# 🧠 RADE: Retriever-Augmented Document Entity Extraction

**Note: this leverages in-memory encoding/searching and does not require Faiss GPU install. However, a GPU machine may be required**

This notebook demonstrates how to extract information from trust documents using the **RADE** pipeline.  
Each query retrieves relevant chunks using **ColBERT**, then:
- Runs a **QA model** (RoBERTa) to extract precise answers
- Uses **GLiNER** for entity extraction tied to each query

***
## Section 1:

This section demonstrates how to use the **RADE** (Retriever-Augmented Document Entity Extraction) system for parsing and encoding an unstructured pdf documents in memory. This is an alternative to the FAISS indexinf approach. Please note, due to the in memory encoding, document numbers and sizes need to be limited

RADE integrates:
- **ColBERT** for semantic retrieval
- **Azure Document Intelligence** for document parsing (PDFs & scanned pages)

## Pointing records

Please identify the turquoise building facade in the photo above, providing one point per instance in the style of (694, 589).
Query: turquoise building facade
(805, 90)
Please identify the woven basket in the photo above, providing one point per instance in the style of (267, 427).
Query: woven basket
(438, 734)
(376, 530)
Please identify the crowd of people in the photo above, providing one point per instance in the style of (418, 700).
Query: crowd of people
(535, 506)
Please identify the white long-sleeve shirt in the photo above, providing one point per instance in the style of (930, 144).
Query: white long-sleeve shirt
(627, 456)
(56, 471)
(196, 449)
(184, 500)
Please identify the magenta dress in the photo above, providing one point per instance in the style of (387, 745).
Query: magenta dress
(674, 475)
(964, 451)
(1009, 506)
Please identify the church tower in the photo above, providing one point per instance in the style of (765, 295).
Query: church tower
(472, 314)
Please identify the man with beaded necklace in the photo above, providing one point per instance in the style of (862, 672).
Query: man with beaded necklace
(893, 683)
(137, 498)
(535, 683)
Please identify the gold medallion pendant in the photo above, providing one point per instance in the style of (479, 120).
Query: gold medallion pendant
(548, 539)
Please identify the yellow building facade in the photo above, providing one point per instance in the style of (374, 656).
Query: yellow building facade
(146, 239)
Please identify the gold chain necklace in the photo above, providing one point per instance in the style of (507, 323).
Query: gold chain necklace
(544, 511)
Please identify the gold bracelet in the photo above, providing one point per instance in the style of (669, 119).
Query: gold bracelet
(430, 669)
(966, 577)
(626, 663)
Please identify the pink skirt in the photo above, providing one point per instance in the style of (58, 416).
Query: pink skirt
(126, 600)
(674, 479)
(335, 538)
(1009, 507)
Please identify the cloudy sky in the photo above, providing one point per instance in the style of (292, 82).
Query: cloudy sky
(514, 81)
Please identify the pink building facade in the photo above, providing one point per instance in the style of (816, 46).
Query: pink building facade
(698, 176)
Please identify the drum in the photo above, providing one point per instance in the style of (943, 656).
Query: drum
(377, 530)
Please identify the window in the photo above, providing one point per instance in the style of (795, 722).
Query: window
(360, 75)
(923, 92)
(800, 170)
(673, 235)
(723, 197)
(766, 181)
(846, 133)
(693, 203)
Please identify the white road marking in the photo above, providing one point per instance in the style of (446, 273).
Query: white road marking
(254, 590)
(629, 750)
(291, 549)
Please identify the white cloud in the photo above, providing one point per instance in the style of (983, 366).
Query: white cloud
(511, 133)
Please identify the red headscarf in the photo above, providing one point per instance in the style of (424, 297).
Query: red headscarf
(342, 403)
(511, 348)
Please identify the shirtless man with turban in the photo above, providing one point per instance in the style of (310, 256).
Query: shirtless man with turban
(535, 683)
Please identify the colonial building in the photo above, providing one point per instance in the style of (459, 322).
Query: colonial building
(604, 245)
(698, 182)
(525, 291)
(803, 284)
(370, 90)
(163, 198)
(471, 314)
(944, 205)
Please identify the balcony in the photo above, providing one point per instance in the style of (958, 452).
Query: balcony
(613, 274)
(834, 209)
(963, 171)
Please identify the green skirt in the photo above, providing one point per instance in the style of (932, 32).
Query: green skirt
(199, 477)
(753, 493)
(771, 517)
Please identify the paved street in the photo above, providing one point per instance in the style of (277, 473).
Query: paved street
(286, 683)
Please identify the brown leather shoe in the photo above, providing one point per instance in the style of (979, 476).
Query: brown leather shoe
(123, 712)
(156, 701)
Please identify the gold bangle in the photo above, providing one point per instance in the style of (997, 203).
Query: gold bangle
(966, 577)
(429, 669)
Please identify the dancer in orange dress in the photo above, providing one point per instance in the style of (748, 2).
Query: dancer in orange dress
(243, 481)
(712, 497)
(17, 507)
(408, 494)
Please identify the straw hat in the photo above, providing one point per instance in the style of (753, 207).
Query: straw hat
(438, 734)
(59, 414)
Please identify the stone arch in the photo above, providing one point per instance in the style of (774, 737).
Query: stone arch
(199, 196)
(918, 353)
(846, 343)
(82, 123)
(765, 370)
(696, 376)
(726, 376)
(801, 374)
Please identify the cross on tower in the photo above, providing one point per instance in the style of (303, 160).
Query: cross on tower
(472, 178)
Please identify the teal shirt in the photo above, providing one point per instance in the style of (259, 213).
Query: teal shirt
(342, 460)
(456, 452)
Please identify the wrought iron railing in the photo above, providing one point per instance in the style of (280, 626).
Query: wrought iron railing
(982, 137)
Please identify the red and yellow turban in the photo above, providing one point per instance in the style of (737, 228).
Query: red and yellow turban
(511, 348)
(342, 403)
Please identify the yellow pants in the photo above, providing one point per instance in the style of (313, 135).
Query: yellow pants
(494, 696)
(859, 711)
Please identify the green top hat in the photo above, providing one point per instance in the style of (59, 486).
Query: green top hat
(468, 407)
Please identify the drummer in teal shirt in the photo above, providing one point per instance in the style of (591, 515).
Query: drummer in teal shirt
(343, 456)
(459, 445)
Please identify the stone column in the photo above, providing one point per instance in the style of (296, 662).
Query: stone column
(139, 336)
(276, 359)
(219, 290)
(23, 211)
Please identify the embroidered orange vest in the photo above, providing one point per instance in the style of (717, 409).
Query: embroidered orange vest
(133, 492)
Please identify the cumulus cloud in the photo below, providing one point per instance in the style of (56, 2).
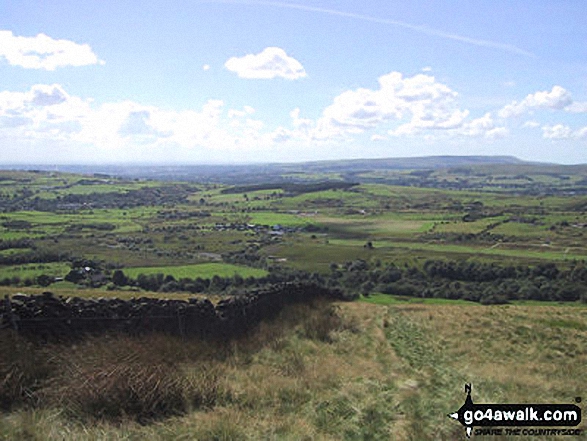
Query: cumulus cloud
(483, 127)
(420, 101)
(577, 107)
(562, 131)
(558, 98)
(271, 63)
(125, 130)
(531, 124)
(44, 52)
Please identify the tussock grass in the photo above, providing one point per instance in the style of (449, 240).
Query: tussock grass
(315, 372)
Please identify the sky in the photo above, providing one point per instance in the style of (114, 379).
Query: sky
(239, 81)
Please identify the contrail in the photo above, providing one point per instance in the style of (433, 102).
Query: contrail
(421, 29)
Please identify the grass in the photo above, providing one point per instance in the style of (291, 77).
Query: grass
(387, 299)
(33, 270)
(355, 371)
(203, 270)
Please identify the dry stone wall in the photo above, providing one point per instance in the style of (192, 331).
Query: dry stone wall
(51, 317)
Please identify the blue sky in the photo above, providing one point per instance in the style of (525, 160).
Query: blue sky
(262, 81)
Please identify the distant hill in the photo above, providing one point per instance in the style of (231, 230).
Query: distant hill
(273, 172)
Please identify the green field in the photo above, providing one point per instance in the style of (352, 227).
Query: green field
(203, 270)
(32, 270)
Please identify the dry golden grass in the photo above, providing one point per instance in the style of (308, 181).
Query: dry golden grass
(359, 371)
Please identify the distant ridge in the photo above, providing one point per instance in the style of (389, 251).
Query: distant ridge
(346, 169)
(443, 161)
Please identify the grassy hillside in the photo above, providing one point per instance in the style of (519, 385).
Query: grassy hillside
(358, 371)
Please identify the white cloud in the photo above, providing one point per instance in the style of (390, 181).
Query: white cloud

## Jobs
1. Copy the passage of the RADE overview that starts at the words "This notebook demonstrates" and ends after the words "(PDFs & scanned pages)".
2. In the RADE overview, which model does the QA step run to extract precise answers?
These entries stand apart from the RADE overview and are separate material.

## Solutions to each task
1.
This notebook demonstrates how to extract information from trust documents using the **RADE** pipeline.  
Each query retrieves relevant chunks using **ColBERT**, then:
- Runs a **QA model** (RoBERTa) to extract precise answers
- Uses **GLiNER** for entity extraction tied to each query

***
## Section 1:

This section demonstrates how to use the **RADE** (Retriever-Augmented Document Entity Extraction) system for parsing and encoding an unstructured pdf documents in memory. This is an alternative to the FAISS indexinf approach. Please note, due to the in memory encoding, document numbers and sizes need to be limited

RADE integrates:
- **ColBERT** for semantic retrieval
- **Azure Document Intelligence** for document parsing (PDFs & scanned pages)

2. RoBERTa